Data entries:
********************
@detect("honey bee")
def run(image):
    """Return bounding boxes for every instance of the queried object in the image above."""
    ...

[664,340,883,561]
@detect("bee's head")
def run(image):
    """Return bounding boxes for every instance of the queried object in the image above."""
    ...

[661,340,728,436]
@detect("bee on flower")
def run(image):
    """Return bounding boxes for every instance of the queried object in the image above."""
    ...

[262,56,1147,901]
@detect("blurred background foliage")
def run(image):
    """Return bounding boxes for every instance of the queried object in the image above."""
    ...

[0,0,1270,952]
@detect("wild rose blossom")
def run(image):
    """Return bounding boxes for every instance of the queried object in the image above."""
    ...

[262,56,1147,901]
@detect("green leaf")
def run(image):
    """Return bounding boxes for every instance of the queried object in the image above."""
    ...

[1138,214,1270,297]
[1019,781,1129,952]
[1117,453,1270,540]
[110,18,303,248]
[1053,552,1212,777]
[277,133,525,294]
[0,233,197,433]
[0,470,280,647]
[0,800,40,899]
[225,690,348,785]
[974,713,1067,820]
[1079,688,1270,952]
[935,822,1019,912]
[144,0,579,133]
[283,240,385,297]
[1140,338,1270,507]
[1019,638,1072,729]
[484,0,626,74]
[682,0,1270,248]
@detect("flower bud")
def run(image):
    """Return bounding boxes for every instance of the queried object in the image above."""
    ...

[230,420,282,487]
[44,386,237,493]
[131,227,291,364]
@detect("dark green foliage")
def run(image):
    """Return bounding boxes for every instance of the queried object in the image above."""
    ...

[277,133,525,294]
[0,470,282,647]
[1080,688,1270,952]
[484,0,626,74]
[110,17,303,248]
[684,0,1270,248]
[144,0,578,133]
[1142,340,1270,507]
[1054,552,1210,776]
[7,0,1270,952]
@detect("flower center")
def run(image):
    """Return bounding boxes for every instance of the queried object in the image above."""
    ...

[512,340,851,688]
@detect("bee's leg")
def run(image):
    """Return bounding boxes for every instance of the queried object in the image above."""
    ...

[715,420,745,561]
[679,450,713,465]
********************
• Your task
Rescale every line starting at the beginning of the items and ending at the line that contains "[131,227,291,364]", writing them all out again: multiply each bounding-box coordinate in the answers by 0.65 and round to the nearest whole number, halves up, and leave everything other than the answers unchanged.

• Response below
@detect("honey bee")
def run(image):
    """Return bounding boxes for every instance of the queried object in the image above."""
    ...

[432,221,574,365]
@detect("bee's head")
def run(image):
    """Return bounding boxes for every instance of the queried object in the image above."""
    ...

[430,221,473,283]
@detect("bee on flower")
def run(image):
    """Return bounding boxes for every instance of the queried object in the image above."""
    ...

[170,36,746,586]
@detect("blurred background foliage")
def run(image):
    """Return bounding boxes for every instance of the queried object in the image above."""
    ...

[0,0,826,619]
@detect("wild rose blossom")
def run(image):
    """Return bounding boxes for every instance of the queried object in the image above."""
    ...

[170,36,746,586]
@detect("green leaf")
def run(image):
    """Return bounding boxes for every instance of the queried object in the image above."""
    ...

[740,139,826,193]
[662,508,734,619]
[726,294,826,351]
[72,12,197,161]
[684,359,788,505]
[180,86,341,191]
[0,151,128,281]
[0,306,182,421]
[0,520,26,584]
[146,449,226,510]
[633,463,694,533]
[701,447,826,619]
[608,534,662,593]
[94,0,376,86]
[184,156,250,193]
[741,220,826,330]
[662,415,697,474]
[315,0,407,48]
[443,0,826,161]
@detect("flower bud")
def run(image):
    """Return bounding boxes for every instance of the queried object in the image above."""
    ...

[150,273,183,317]
[29,251,154,320]
[85,148,189,237]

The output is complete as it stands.